(Stored items from a collection)

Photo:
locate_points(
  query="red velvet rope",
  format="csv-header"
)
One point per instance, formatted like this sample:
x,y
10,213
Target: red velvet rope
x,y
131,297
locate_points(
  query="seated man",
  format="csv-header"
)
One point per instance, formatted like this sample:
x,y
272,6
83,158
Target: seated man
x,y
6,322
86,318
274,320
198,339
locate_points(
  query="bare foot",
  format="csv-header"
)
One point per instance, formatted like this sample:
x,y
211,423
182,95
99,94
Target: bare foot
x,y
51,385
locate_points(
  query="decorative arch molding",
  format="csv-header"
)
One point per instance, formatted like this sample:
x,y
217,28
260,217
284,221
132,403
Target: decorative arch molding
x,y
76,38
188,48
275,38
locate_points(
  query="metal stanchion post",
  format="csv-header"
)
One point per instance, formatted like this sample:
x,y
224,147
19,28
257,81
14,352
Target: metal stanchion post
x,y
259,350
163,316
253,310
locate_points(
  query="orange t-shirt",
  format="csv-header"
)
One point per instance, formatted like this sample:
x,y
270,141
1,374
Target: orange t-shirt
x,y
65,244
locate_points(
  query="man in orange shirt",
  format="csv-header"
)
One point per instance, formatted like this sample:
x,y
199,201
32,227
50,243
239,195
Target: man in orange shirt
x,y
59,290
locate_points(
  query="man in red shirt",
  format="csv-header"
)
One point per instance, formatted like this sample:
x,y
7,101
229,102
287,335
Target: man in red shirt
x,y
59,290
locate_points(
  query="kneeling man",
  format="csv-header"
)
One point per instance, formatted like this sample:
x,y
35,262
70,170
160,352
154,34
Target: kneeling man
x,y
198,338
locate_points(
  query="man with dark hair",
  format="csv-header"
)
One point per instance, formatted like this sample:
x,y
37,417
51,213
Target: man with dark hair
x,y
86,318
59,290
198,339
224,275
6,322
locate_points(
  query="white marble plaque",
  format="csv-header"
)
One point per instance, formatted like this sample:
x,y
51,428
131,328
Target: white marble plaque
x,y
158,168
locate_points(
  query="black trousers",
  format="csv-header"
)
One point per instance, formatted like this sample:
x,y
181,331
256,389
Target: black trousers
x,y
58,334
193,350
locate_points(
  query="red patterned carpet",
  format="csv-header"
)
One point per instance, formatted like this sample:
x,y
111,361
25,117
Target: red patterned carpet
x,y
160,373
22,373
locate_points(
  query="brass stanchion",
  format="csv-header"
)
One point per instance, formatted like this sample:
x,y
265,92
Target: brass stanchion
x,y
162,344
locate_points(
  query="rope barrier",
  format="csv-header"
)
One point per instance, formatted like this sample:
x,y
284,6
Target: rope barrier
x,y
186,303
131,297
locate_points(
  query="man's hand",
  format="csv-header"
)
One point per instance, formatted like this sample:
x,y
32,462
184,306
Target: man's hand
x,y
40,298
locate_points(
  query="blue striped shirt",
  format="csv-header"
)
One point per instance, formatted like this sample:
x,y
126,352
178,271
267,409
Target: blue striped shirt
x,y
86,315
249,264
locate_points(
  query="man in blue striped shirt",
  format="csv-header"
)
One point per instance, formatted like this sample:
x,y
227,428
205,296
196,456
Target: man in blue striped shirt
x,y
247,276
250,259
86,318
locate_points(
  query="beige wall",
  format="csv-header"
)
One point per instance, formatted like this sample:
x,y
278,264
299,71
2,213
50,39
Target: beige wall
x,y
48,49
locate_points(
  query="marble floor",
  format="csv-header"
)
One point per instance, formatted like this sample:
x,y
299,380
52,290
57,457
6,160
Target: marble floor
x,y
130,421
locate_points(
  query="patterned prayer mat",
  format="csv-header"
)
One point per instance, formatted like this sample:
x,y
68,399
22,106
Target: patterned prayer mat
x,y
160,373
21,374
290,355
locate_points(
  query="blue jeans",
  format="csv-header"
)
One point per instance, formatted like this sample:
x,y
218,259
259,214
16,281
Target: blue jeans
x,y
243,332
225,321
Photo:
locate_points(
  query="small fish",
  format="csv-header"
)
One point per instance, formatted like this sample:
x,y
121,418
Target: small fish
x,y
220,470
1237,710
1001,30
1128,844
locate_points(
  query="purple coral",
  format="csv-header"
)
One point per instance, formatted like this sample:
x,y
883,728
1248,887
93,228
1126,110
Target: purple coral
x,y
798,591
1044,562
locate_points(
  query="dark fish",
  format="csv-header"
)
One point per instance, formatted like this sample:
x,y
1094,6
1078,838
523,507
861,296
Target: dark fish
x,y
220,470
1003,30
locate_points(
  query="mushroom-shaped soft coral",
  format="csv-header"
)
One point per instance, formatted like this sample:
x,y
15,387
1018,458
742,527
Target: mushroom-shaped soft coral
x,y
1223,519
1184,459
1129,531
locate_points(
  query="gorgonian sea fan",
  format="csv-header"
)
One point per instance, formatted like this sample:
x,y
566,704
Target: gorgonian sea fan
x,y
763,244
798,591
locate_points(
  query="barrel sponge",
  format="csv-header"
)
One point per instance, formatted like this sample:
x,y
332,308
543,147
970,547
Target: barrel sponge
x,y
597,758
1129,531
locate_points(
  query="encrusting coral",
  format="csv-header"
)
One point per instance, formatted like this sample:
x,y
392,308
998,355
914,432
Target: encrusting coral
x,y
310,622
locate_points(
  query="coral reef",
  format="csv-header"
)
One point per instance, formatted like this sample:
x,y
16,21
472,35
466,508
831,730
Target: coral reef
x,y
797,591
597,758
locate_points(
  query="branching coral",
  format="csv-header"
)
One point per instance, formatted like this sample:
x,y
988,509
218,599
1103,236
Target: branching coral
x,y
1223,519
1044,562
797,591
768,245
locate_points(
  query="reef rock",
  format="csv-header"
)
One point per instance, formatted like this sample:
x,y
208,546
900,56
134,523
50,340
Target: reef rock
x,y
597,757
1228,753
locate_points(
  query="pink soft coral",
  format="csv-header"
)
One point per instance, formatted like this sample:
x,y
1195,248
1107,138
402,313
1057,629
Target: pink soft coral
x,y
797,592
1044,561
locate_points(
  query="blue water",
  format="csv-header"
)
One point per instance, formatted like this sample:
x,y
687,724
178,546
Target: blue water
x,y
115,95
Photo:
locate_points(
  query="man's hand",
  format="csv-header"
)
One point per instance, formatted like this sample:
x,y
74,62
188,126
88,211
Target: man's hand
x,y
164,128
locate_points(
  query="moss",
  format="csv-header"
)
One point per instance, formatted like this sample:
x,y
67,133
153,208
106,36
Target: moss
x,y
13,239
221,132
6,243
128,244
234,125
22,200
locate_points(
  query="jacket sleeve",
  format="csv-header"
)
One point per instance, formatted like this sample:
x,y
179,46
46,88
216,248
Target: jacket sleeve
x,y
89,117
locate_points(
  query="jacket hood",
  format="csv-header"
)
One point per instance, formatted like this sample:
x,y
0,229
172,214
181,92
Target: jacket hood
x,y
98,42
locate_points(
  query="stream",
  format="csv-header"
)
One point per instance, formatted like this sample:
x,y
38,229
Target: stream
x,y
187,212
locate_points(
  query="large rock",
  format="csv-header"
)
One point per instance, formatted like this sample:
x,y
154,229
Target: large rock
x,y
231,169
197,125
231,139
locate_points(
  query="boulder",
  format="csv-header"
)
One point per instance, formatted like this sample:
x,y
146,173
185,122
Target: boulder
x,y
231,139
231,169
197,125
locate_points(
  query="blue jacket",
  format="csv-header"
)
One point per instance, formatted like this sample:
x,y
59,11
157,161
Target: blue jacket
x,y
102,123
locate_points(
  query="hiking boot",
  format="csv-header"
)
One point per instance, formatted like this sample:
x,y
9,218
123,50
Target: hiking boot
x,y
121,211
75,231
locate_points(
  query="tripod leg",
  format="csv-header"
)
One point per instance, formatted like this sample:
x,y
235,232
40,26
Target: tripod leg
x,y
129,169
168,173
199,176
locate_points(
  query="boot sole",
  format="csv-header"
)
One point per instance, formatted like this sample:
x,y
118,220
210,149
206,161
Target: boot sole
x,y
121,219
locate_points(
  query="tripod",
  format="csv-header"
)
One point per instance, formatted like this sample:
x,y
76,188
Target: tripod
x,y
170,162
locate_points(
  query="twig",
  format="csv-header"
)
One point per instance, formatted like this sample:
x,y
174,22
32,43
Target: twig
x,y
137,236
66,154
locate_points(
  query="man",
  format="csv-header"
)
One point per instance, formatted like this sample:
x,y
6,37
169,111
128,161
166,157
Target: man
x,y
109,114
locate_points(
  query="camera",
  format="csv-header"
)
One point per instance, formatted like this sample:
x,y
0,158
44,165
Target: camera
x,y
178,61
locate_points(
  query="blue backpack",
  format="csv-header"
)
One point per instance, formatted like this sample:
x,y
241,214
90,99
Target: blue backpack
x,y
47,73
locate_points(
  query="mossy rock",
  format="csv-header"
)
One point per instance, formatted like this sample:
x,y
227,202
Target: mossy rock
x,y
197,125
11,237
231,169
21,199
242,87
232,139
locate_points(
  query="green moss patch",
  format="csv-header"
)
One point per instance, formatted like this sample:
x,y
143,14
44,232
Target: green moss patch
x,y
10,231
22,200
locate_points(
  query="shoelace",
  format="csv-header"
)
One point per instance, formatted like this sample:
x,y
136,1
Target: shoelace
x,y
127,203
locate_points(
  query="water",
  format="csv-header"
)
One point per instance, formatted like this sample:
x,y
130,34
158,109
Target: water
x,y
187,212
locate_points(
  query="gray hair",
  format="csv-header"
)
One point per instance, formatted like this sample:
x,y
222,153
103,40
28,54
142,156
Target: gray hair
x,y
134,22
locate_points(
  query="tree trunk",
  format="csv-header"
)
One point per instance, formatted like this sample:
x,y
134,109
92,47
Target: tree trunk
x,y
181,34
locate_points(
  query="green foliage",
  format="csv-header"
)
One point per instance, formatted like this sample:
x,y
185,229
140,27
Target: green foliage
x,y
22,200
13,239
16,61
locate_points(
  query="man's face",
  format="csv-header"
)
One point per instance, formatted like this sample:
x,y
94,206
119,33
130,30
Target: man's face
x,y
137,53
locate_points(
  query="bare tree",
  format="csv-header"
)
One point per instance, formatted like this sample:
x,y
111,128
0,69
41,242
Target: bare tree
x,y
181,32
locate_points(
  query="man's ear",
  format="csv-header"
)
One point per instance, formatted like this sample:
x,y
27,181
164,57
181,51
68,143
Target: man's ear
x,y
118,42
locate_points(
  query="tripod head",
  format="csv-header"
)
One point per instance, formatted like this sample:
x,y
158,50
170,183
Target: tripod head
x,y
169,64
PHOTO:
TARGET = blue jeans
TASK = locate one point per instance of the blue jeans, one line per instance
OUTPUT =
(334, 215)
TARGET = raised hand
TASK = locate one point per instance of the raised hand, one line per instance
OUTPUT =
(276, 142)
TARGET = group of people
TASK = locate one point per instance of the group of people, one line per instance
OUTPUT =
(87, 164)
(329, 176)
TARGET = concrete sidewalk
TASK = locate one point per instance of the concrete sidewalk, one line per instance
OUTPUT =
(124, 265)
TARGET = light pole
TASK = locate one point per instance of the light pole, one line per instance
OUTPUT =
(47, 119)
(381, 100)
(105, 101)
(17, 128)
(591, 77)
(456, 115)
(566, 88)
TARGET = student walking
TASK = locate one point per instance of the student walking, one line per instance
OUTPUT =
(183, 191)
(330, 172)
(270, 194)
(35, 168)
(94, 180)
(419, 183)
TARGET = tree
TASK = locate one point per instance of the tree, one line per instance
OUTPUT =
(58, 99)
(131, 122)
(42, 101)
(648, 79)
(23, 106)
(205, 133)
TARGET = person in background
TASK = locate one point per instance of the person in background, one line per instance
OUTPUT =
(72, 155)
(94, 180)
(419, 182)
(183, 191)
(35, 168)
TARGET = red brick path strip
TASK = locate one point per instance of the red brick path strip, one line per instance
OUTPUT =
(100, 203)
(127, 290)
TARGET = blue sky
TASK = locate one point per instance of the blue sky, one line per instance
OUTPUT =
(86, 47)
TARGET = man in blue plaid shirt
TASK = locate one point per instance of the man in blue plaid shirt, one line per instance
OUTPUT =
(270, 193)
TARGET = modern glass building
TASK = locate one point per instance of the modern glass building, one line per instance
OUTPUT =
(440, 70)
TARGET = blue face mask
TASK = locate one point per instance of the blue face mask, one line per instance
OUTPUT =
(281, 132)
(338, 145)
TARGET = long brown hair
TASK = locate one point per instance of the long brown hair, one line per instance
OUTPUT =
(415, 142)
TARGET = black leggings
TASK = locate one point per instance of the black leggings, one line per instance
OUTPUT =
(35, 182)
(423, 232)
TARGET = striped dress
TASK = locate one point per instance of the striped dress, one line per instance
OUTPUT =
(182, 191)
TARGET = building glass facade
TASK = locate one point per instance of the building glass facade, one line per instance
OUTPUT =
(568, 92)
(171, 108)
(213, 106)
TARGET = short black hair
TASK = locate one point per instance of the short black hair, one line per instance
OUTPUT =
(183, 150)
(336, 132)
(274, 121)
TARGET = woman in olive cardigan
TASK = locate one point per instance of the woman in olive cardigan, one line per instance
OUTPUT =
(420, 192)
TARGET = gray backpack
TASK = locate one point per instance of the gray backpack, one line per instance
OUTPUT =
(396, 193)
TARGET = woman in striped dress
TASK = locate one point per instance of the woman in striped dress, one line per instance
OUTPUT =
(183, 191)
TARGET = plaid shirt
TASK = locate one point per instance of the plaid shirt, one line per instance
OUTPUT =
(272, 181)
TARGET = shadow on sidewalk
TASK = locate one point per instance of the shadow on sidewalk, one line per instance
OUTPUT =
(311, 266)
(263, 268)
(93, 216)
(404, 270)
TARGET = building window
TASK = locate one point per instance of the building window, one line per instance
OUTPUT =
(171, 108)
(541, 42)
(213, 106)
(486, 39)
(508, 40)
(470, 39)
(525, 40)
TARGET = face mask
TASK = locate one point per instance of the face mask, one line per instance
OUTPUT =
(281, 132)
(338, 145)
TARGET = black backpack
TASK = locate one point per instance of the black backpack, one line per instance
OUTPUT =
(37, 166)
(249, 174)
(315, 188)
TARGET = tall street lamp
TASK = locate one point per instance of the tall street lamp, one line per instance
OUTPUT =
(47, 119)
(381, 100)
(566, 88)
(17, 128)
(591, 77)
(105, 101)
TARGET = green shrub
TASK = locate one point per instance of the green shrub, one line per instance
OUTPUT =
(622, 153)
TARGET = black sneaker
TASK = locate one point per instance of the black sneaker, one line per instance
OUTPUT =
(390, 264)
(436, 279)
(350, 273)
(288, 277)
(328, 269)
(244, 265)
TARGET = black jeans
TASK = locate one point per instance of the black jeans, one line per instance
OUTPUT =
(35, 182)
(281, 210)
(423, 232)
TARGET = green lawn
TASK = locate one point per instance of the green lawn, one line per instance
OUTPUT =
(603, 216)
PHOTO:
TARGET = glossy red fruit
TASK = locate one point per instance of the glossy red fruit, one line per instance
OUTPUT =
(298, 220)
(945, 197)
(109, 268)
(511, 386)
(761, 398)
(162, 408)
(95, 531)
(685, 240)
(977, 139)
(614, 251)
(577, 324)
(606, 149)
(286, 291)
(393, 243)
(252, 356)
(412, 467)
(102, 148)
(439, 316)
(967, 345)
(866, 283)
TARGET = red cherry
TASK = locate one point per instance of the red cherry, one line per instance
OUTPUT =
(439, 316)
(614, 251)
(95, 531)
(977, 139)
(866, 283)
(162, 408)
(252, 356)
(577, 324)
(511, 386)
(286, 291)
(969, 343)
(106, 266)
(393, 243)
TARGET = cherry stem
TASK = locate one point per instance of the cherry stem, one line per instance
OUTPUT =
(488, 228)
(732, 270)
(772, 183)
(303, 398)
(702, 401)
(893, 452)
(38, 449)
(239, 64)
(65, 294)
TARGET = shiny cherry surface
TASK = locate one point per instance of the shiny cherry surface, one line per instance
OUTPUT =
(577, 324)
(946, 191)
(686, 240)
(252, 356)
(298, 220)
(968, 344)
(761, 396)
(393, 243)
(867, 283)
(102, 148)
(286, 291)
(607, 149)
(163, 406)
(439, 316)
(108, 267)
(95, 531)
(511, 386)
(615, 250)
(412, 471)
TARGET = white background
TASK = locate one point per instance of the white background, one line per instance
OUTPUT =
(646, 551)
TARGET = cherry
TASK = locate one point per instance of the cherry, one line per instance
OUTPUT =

▸ What to work on
Please find all lines of the entries that hold the string "plaid" and copy them.

▸ Written response
TARGET = man in blue plaid shirt
TASK = locate one point per instance of the man in blue plaid shirt, one line per instance
TARGET = plaid shirt
TASK = locate one point per instance of the plaid shirt, one line per instance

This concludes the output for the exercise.